§ **Your goal**: Copy the lines from the one containing "As a warehouse robot's perception module, locate building" through the one containing "503,443,519,465", including both, reproducing each without any change.

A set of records
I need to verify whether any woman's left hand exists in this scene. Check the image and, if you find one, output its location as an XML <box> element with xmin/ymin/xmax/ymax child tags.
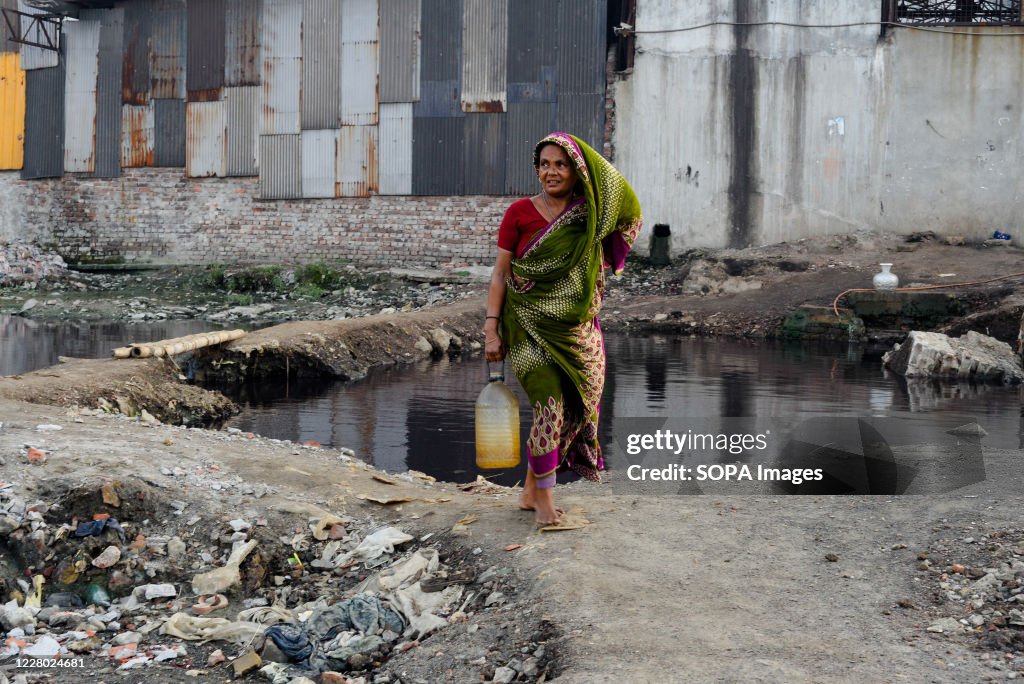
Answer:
<box><xmin>483</xmin><ymin>334</ymin><xmax>505</xmax><ymax>361</ymax></box>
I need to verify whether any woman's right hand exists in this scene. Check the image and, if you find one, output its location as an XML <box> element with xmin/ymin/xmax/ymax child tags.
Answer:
<box><xmin>483</xmin><ymin>334</ymin><xmax>505</xmax><ymax>361</ymax></box>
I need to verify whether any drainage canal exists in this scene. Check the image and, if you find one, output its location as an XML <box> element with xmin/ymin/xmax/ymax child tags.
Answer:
<box><xmin>0</xmin><ymin>316</ymin><xmax>1024</xmax><ymax>484</ymax></box>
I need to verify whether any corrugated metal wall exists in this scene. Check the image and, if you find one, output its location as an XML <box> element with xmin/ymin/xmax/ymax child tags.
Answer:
<box><xmin>378</xmin><ymin>102</ymin><xmax>413</xmax><ymax>195</ymax></box>
<box><xmin>14</xmin><ymin>0</ymin><xmax>606</xmax><ymax>198</ymax></box>
<box><xmin>0</xmin><ymin>0</ymin><xmax>22</xmax><ymax>52</ymax></box>
<box><xmin>260</xmin><ymin>0</ymin><xmax>302</xmax><ymax>135</ymax></box>
<box><xmin>63</xmin><ymin>22</ymin><xmax>100</xmax><ymax>173</ymax></box>
<box><xmin>336</xmin><ymin>126</ymin><xmax>378</xmax><ymax>198</ymax></box>
<box><xmin>224</xmin><ymin>0</ymin><xmax>263</xmax><ymax>86</ymax></box>
<box><xmin>17</xmin><ymin>0</ymin><xmax>60</xmax><ymax>71</ymax></box>
<box><xmin>121</xmin><ymin>102</ymin><xmax>154</xmax><ymax>169</ymax></box>
<box><xmin>302</xmin><ymin>129</ymin><xmax>339</xmax><ymax>198</ymax></box>
<box><xmin>463</xmin><ymin>114</ymin><xmax>506</xmax><ymax>195</ymax></box>
<box><xmin>302</xmin><ymin>0</ymin><xmax>341</xmax><ymax>131</ymax></box>
<box><xmin>185</xmin><ymin>0</ymin><xmax>225</xmax><ymax>102</ymax></box>
<box><xmin>153</xmin><ymin>99</ymin><xmax>185</xmax><ymax>167</ymax></box>
<box><xmin>462</xmin><ymin>0</ymin><xmax>509</xmax><ymax>113</ymax></box>
<box><xmin>505</xmin><ymin>102</ymin><xmax>556</xmax><ymax>195</ymax></box>
<box><xmin>259</xmin><ymin>135</ymin><xmax>302</xmax><ymax>200</ymax></box>
<box><xmin>185</xmin><ymin>100</ymin><xmax>227</xmax><ymax>178</ymax></box>
<box><xmin>341</xmin><ymin>0</ymin><xmax>379</xmax><ymax>126</ymax></box>
<box><xmin>224</xmin><ymin>86</ymin><xmax>263</xmax><ymax>176</ymax></box>
<box><xmin>0</xmin><ymin>52</ymin><xmax>25</xmax><ymax>171</ymax></box>
<box><xmin>80</xmin><ymin>9</ymin><xmax>124</xmax><ymax>178</ymax></box>
<box><xmin>121</xmin><ymin>2</ymin><xmax>149</xmax><ymax>104</ymax></box>
<box><xmin>22</xmin><ymin>63</ymin><xmax>67</xmax><ymax>180</ymax></box>
<box><xmin>380</xmin><ymin>0</ymin><xmax>420</xmax><ymax>102</ymax></box>
<box><xmin>151</xmin><ymin>0</ymin><xmax>188</xmax><ymax>99</ymax></box>
<box><xmin>413</xmin><ymin>117</ymin><xmax>466</xmax><ymax>195</ymax></box>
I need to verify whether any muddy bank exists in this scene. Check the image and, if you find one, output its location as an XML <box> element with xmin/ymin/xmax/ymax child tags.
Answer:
<box><xmin>0</xmin><ymin>358</ymin><xmax>238</xmax><ymax>426</ymax></box>
<box><xmin>193</xmin><ymin>298</ymin><xmax>484</xmax><ymax>383</ymax></box>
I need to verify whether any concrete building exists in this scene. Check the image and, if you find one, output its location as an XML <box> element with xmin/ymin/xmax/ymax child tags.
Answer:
<box><xmin>0</xmin><ymin>0</ymin><xmax>1024</xmax><ymax>266</ymax></box>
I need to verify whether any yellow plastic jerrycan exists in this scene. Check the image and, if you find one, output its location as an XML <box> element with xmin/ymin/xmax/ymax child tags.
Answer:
<box><xmin>476</xmin><ymin>364</ymin><xmax>519</xmax><ymax>468</ymax></box>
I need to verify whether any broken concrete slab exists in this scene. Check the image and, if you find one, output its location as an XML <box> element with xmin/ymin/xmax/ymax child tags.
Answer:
<box><xmin>882</xmin><ymin>331</ymin><xmax>1024</xmax><ymax>384</ymax></box>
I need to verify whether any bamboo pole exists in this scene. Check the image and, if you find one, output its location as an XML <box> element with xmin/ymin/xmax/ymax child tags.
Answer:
<box><xmin>114</xmin><ymin>330</ymin><xmax>246</xmax><ymax>358</ymax></box>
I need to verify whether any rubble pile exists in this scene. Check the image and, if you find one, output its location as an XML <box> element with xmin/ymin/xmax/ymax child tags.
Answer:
<box><xmin>0</xmin><ymin>416</ymin><xmax>552</xmax><ymax>684</ymax></box>
<box><xmin>0</xmin><ymin>243</ymin><xmax>68</xmax><ymax>287</ymax></box>
<box><xmin>917</xmin><ymin>528</ymin><xmax>1024</xmax><ymax>678</ymax></box>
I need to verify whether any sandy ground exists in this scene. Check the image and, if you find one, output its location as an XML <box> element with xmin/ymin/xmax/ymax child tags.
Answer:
<box><xmin>0</xmin><ymin>236</ymin><xmax>1024</xmax><ymax>683</ymax></box>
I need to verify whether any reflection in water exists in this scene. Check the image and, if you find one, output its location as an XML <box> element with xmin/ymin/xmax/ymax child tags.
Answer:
<box><xmin>0</xmin><ymin>315</ymin><xmax>228</xmax><ymax>376</ymax></box>
<box><xmin>231</xmin><ymin>335</ymin><xmax>1024</xmax><ymax>484</ymax></box>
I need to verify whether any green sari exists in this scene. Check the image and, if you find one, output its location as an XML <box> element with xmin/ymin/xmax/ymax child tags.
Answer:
<box><xmin>503</xmin><ymin>133</ymin><xmax>643</xmax><ymax>486</ymax></box>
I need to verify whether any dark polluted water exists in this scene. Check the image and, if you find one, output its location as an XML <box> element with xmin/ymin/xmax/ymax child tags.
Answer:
<box><xmin>0</xmin><ymin>316</ymin><xmax>1024</xmax><ymax>484</ymax></box>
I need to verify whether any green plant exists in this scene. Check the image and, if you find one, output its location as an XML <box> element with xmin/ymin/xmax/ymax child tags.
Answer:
<box><xmin>292</xmin><ymin>283</ymin><xmax>324</xmax><ymax>299</ymax></box>
<box><xmin>295</xmin><ymin>262</ymin><xmax>345</xmax><ymax>290</ymax></box>
<box><xmin>225</xmin><ymin>266</ymin><xmax>285</xmax><ymax>292</ymax></box>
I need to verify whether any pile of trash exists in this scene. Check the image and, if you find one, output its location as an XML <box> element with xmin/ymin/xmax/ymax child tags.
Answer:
<box><xmin>913</xmin><ymin>529</ymin><xmax>1024</xmax><ymax>676</ymax></box>
<box><xmin>0</xmin><ymin>243</ymin><xmax>68</xmax><ymax>287</ymax></box>
<box><xmin>0</xmin><ymin>471</ymin><xmax>483</xmax><ymax>684</ymax></box>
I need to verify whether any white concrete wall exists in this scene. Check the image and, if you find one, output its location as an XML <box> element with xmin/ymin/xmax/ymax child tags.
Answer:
<box><xmin>613</xmin><ymin>0</ymin><xmax>1024</xmax><ymax>249</ymax></box>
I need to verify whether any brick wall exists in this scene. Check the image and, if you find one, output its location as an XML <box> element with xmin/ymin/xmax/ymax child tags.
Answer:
<box><xmin>0</xmin><ymin>169</ymin><xmax>513</xmax><ymax>268</ymax></box>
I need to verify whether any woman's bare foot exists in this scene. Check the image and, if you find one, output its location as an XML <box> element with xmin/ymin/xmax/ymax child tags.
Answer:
<box><xmin>534</xmin><ymin>488</ymin><xmax>562</xmax><ymax>525</ymax></box>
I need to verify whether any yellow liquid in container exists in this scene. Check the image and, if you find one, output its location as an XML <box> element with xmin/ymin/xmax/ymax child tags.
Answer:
<box><xmin>476</xmin><ymin>378</ymin><xmax>519</xmax><ymax>468</ymax></box>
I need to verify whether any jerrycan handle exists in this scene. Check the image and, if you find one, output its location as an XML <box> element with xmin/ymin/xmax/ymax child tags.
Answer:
<box><xmin>483</xmin><ymin>359</ymin><xmax>505</xmax><ymax>382</ymax></box>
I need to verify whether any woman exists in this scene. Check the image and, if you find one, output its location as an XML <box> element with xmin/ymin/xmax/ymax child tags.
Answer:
<box><xmin>483</xmin><ymin>133</ymin><xmax>642</xmax><ymax>524</ymax></box>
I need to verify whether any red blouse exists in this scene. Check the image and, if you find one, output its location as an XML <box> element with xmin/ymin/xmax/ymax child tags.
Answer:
<box><xmin>498</xmin><ymin>198</ymin><xmax>548</xmax><ymax>255</ymax></box>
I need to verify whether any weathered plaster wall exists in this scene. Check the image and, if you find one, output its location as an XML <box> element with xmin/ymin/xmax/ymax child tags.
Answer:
<box><xmin>0</xmin><ymin>169</ymin><xmax>509</xmax><ymax>268</ymax></box>
<box><xmin>613</xmin><ymin>0</ymin><xmax>1024</xmax><ymax>247</ymax></box>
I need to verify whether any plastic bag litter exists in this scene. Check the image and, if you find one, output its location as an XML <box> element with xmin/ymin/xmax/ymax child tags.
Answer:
<box><xmin>337</xmin><ymin>527</ymin><xmax>413</xmax><ymax>565</ymax></box>
<box><xmin>160</xmin><ymin>612</ymin><xmax>266</xmax><ymax>645</ymax></box>
<box><xmin>355</xmin><ymin>549</ymin><xmax>440</xmax><ymax>594</ymax></box>
<box><xmin>193</xmin><ymin>540</ymin><xmax>256</xmax><ymax>595</ymax></box>
<box><xmin>238</xmin><ymin>605</ymin><xmax>295</xmax><ymax>625</ymax></box>
<box><xmin>265</xmin><ymin>624</ymin><xmax>313</xmax><ymax>662</ymax></box>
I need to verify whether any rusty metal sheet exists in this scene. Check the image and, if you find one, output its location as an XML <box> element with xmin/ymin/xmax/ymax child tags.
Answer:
<box><xmin>185</xmin><ymin>0</ymin><xmax>225</xmax><ymax>102</ymax></box>
<box><xmin>22</xmin><ymin>65</ymin><xmax>66</xmax><ymax>180</ymax></box>
<box><xmin>17</xmin><ymin>0</ymin><xmax>60</xmax><ymax>71</ymax></box>
<box><xmin>302</xmin><ymin>0</ymin><xmax>339</xmax><ymax>130</ymax></box>
<box><xmin>79</xmin><ymin>7</ymin><xmax>125</xmax><ymax>178</ymax></box>
<box><xmin>555</xmin><ymin>93</ymin><xmax>604</xmax><ymax>149</ymax></box>
<box><xmin>259</xmin><ymin>135</ymin><xmax>302</xmax><ymax>200</ymax></box>
<box><xmin>558</xmin><ymin>0</ymin><xmax>608</xmax><ymax>94</ymax></box>
<box><xmin>63</xmin><ymin>22</ymin><xmax>100</xmax><ymax>173</ymax></box>
<box><xmin>153</xmin><ymin>99</ymin><xmax>185</xmax><ymax>168</ymax></box>
<box><xmin>121</xmin><ymin>3</ymin><xmax>153</xmax><ymax>104</ymax></box>
<box><xmin>508</xmin><ymin>0</ymin><xmax>560</xmax><ymax>83</ymax></box>
<box><xmin>302</xmin><ymin>129</ymin><xmax>338</xmax><ymax>198</ymax></box>
<box><xmin>413</xmin><ymin>117</ymin><xmax>466</xmax><ymax>195</ymax></box>
<box><xmin>463</xmin><ymin>114</ymin><xmax>506</xmax><ymax>195</ymax></box>
<box><xmin>121</xmin><ymin>102</ymin><xmax>156</xmax><ymax>169</ymax></box>
<box><xmin>462</xmin><ymin>0</ymin><xmax>509</xmax><ymax>114</ymax></box>
<box><xmin>340</xmin><ymin>0</ymin><xmax>379</xmax><ymax>126</ymax></box>
<box><xmin>335</xmin><ymin>126</ymin><xmax>378</xmax><ymax>198</ymax></box>
<box><xmin>224</xmin><ymin>86</ymin><xmax>263</xmax><ymax>176</ymax></box>
<box><xmin>151</xmin><ymin>0</ymin><xmax>188</xmax><ymax>99</ymax></box>
<box><xmin>0</xmin><ymin>52</ymin><xmax>25</xmax><ymax>171</ymax></box>
<box><xmin>260</xmin><ymin>0</ymin><xmax>302</xmax><ymax>135</ymax></box>
<box><xmin>185</xmin><ymin>101</ymin><xmax>227</xmax><ymax>178</ymax></box>
<box><xmin>224</xmin><ymin>0</ymin><xmax>263</xmax><ymax>86</ymax></box>
<box><xmin>505</xmin><ymin>102</ymin><xmax>555</xmax><ymax>195</ymax></box>
<box><xmin>378</xmin><ymin>102</ymin><xmax>413</xmax><ymax>195</ymax></box>
<box><xmin>380</xmin><ymin>0</ymin><xmax>420</xmax><ymax>102</ymax></box>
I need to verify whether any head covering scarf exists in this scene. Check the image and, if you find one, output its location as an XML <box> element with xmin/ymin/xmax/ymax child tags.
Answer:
<box><xmin>503</xmin><ymin>133</ymin><xmax>643</xmax><ymax>479</ymax></box>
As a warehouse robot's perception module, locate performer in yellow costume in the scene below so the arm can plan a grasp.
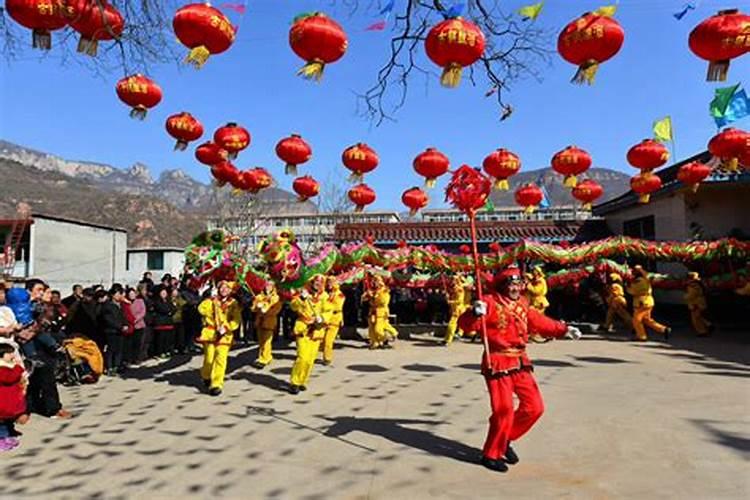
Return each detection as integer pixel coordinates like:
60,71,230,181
198,281,242,396
362,276,398,349
685,272,711,337
443,275,467,345
252,281,282,369
628,266,672,341
289,275,328,394
323,276,346,365
600,273,633,333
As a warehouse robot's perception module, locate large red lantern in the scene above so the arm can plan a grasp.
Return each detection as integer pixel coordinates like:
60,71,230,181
172,3,236,68
630,172,661,203
195,141,229,167
627,139,669,172
214,122,250,158
482,148,521,191
573,179,604,210
341,142,380,182
166,111,203,151
688,9,750,82
412,148,451,188
515,183,544,214
708,127,750,172
424,17,485,87
289,12,348,81
551,146,592,188
5,0,75,50
68,0,125,57
276,134,312,175
115,74,161,120
347,184,377,212
401,187,430,217
557,12,625,85
677,161,711,193
292,175,320,202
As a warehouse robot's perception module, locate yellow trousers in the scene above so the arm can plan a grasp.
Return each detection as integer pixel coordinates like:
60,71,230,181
257,328,273,365
633,307,667,340
201,335,232,389
291,335,320,386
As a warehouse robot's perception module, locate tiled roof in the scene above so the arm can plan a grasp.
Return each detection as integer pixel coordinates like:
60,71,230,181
335,219,608,244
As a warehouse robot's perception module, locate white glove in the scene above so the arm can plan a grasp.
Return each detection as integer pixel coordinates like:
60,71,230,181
565,326,583,340
473,300,487,316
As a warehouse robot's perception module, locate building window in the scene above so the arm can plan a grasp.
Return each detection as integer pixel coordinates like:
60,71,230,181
146,250,164,271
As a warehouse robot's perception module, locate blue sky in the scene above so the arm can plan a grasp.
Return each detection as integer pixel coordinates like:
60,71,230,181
0,0,750,209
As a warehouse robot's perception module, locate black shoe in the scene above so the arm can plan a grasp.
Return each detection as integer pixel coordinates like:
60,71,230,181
480,457,508,472
503,443,519,465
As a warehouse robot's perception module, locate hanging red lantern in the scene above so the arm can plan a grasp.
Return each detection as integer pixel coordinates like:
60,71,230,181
688,9,750,82
627,139,669,172
677,161,711,193
552,146,592,188
172,3,236,69
292,175,320,202
214,122,250,158
557,12,625,85
115,74,161,120
573,179,604,210
401,187,430,217
630,171,661,203
195,141,229,167
166,112,203,151
482,148,521,191
276,134,312,175
341,142,380,182
412,148,451,188
347,184,377,212
708,127,750,172
5,0,76,50
289,12,348,81
68,0,125,57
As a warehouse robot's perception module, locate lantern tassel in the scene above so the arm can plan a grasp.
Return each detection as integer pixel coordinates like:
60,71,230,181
185,45,211,69
440,63,463,88
297,59,326,82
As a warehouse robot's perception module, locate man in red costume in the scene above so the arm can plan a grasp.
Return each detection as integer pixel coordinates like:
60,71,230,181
459,267,581,472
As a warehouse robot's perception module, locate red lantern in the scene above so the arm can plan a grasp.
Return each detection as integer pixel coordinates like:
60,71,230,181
630,172,661,203
5,0,75,50
69,0,125,57
289,12,348,81
515,183,544,214
708,127,750,172
341,142,380,182
195,141,228,167
412,148,451,188
424,17,485,87
115,74,161,120
172,3,236,69
557,12,625,85
214,122,250,158
347,184,377,212
677,161,711,193
401,187,430,217
552,146,592,188
573,179,604,210
166,112,203,151
688,9,750,82
482,148,521,191
627,139,669,172
276,134,312,175
292,175,320,202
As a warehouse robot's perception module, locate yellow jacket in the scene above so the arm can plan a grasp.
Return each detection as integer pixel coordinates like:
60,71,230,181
628,277,654,309
198,297,242,345
252,293,281,331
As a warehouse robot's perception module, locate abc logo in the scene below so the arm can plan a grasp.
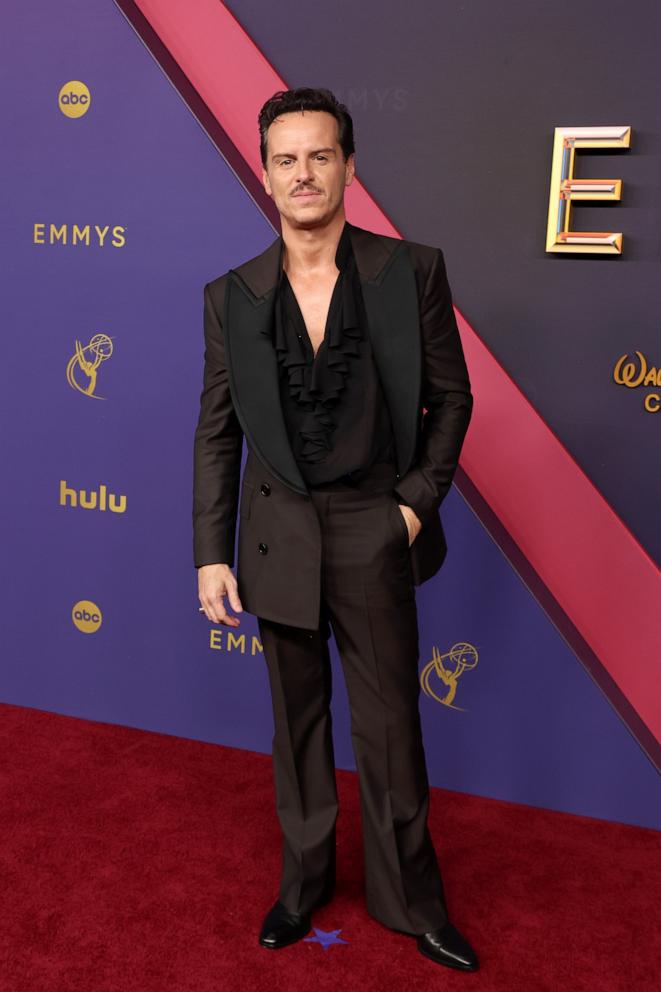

§ **Solution to this exercise**:
As a warehouse robot's perception module, locate building window in the scene above so the arm can plan a grasp.
Return each detection as integer pixel coordinates like:
60,71,230,181
146,250,164,271
As a warehouse robot's perception module, locate blue sky in the scene above so the arm can plan a grasp.
Return each detection as integer pixel coordinates like:
60,71,230,181
0,0,750,209
As a warehouse robot's perception module, locate black shoe in the scene above so the arm can plan a grasp.
Return each detection as integer pixel coordinates like:
60,71,230,181
480,457,508,472
503,443,519,465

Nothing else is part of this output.